— START —

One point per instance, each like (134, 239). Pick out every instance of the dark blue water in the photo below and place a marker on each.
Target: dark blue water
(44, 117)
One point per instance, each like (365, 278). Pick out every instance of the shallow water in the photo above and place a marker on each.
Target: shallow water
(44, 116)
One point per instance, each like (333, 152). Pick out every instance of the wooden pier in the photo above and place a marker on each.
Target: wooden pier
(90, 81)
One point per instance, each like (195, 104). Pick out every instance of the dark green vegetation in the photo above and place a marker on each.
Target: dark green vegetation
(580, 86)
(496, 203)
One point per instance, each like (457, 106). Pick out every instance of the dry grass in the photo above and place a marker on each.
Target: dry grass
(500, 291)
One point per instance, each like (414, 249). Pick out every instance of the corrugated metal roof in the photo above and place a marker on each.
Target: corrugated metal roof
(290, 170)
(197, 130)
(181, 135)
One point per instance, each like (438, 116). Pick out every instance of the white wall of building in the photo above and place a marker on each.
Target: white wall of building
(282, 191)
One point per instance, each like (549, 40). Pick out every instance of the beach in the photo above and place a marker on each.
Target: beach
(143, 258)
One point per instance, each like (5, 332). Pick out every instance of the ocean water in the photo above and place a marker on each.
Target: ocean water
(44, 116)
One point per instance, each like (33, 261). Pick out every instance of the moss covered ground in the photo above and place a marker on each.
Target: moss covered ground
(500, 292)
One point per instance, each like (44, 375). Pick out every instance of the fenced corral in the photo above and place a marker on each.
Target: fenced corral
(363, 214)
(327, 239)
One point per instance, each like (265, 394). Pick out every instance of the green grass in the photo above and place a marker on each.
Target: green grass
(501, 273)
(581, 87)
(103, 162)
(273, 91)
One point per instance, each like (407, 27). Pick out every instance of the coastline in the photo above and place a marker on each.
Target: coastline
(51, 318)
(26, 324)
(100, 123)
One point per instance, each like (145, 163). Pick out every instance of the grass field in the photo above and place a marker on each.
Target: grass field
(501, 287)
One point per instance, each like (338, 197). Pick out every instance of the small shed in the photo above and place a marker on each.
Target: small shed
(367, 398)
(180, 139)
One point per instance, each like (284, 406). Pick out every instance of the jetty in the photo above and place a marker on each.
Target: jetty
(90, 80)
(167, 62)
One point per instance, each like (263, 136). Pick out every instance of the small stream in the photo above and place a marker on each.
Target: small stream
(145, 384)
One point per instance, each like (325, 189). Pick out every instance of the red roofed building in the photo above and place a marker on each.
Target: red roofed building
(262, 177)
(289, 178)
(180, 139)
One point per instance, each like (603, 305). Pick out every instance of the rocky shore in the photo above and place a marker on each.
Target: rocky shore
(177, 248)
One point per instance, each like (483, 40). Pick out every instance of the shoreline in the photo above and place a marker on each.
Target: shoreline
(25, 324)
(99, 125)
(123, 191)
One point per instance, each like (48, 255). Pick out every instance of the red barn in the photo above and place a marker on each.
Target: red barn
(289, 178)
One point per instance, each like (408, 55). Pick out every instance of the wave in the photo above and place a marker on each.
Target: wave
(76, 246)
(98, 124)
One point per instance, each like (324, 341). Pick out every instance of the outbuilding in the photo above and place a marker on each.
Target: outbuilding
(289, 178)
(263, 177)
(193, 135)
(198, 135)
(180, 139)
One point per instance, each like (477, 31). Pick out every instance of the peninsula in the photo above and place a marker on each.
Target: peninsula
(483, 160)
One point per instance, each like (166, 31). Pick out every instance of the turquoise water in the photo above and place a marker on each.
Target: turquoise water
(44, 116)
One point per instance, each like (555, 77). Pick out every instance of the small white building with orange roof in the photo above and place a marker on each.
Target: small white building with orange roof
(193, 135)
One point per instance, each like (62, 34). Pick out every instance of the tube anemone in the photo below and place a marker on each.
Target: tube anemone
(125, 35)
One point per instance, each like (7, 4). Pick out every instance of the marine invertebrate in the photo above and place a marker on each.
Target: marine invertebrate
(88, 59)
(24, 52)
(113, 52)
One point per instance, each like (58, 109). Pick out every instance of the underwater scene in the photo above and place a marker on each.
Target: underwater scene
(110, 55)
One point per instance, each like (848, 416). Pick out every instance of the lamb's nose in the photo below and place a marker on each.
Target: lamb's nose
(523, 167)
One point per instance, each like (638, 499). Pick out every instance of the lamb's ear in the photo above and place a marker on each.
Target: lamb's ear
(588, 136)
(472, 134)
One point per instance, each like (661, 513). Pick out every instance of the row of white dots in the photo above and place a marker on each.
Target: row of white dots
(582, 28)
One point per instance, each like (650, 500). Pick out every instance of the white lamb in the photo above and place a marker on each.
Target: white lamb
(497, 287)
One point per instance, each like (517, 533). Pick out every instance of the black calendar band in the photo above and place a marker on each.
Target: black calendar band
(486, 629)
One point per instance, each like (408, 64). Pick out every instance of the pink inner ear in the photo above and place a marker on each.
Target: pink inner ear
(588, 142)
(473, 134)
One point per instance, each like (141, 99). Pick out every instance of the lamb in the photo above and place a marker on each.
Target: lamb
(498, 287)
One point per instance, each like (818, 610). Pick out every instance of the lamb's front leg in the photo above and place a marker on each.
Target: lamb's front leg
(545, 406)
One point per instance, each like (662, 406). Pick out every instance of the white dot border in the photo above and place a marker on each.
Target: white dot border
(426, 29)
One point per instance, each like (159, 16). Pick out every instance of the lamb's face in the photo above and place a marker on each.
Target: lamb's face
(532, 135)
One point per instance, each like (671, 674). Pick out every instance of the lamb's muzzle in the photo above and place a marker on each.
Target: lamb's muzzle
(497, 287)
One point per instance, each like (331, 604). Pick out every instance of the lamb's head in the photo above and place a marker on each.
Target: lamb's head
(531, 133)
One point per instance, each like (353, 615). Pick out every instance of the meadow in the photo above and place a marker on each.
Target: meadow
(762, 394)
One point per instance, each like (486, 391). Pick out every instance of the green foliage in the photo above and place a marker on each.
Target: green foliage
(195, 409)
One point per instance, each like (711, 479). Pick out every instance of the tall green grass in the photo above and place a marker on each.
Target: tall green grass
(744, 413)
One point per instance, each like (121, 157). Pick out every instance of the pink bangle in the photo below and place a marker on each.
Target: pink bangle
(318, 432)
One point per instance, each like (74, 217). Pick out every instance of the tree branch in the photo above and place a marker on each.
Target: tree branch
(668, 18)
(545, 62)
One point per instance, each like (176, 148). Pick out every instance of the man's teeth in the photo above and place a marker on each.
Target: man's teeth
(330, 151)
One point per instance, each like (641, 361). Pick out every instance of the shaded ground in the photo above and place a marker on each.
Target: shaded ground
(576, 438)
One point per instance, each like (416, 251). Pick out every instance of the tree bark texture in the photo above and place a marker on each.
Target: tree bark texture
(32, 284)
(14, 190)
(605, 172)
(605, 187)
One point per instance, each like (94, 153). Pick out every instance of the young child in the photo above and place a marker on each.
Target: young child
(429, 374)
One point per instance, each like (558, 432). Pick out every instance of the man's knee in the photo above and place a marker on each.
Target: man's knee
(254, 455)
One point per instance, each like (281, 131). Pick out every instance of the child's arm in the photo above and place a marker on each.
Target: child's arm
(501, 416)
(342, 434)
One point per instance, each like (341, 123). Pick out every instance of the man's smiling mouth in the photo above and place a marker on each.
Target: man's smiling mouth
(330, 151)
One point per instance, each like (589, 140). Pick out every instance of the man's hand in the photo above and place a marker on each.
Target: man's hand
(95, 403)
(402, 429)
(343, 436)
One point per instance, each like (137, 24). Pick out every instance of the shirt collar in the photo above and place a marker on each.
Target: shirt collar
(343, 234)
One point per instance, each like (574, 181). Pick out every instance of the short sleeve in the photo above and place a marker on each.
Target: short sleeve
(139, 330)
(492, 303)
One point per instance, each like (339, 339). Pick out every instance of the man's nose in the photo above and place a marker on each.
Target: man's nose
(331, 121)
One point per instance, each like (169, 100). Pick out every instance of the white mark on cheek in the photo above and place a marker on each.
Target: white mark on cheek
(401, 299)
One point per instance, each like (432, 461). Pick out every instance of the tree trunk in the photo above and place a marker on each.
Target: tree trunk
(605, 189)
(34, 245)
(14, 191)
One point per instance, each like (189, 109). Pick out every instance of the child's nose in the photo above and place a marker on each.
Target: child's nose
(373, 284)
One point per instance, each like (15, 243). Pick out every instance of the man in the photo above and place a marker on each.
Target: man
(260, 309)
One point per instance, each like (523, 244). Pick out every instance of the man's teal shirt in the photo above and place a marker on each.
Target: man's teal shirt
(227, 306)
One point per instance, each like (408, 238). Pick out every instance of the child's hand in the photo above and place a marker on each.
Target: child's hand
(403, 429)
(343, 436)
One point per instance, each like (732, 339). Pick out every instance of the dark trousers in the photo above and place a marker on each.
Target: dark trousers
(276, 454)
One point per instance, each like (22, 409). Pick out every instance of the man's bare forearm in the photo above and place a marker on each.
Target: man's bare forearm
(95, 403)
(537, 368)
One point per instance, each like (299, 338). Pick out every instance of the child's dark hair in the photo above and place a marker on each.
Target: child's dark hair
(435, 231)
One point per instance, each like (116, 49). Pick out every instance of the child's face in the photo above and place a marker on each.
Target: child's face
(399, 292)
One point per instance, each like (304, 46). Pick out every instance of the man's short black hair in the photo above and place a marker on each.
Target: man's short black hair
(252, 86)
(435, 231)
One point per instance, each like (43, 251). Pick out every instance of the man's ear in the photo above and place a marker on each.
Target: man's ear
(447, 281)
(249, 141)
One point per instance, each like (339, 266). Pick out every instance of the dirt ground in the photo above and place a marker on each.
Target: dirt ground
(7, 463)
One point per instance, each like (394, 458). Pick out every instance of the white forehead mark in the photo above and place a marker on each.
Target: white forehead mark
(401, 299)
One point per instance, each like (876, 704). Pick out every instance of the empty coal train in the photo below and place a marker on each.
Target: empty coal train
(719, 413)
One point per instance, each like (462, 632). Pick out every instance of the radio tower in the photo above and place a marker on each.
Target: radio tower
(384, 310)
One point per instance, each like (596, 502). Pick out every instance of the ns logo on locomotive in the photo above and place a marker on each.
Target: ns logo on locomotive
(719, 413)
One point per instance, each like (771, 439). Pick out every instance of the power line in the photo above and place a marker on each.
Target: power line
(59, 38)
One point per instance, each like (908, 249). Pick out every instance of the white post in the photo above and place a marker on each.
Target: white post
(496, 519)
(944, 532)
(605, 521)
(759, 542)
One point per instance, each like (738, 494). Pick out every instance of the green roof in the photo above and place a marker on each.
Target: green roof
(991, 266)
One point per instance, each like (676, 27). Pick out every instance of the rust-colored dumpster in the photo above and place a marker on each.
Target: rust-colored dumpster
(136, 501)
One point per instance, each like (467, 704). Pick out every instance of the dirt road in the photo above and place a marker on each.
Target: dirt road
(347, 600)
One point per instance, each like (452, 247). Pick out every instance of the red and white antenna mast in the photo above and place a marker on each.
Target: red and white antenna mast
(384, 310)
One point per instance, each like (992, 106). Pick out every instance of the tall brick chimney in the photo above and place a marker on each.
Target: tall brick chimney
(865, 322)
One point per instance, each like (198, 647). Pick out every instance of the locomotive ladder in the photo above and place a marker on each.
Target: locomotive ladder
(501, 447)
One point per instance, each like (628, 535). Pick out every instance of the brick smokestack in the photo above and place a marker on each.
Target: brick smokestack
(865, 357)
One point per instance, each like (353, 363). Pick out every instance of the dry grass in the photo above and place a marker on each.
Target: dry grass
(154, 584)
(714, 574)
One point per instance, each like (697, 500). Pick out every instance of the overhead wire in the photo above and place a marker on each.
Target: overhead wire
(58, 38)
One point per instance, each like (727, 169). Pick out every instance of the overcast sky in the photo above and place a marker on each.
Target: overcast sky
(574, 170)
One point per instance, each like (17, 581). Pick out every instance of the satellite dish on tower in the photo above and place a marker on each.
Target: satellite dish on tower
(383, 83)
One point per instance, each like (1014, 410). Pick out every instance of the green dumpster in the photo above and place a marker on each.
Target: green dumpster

— END —

▶ **Requirement**:
Retype, exactly and only, the lines running from the one with "One point per instance, each like (452, 247)." through the final line of the listing above.

▶ **Task answer**:
One point per instance, each like (452, 247). Pick out every instance of the red and white antenna mast in the photo above and place a marker on each.
Target: red and white antenna mast
(384, 310)
One point per instance, each like (992, 106). Pick out every instance of the tall brick chimney in the photo above and place a marker on each.
Target: tall brick chimney
(865, 322)
One point per instance, each like (198, 647). Pick out every instance of the locomotive ladder in the photo above and place a marker on each.
Target: locomotive ladder
(501, 447)
One point per instance, each like (628, 535). Pick out every instance of the brick smokestack in the photo above and place a marker on each.
Target: brick smokestack
(865, 357)
One point per instance, each like (353, 363). Pick out every instance of the dry grass in the photo above and place a marker on each.
Target: dry grass
(154, 584)
(714, 574)
One point per instance, each like (697, 500). Pick out every instance of the overhead wire in the photo above and place a marker on each.
Target: overhead wire
(58, 38)
One point per instance, each like (727, 169). Pick out every instance of the overcast sky in the photo above and place a marker on each.
Target: overcast sky
(574, 170)
One point per instance, each like (17, 581). Pick out every instance of the satellite dish on tower in the photo above and place a marker on each.
Target: satellite dish on tower
(383, 83)
One point per instance, each like (1014, 410). Pick out every instance of the green dumpster in the photo above and place a marker on each.
Target: green dumpster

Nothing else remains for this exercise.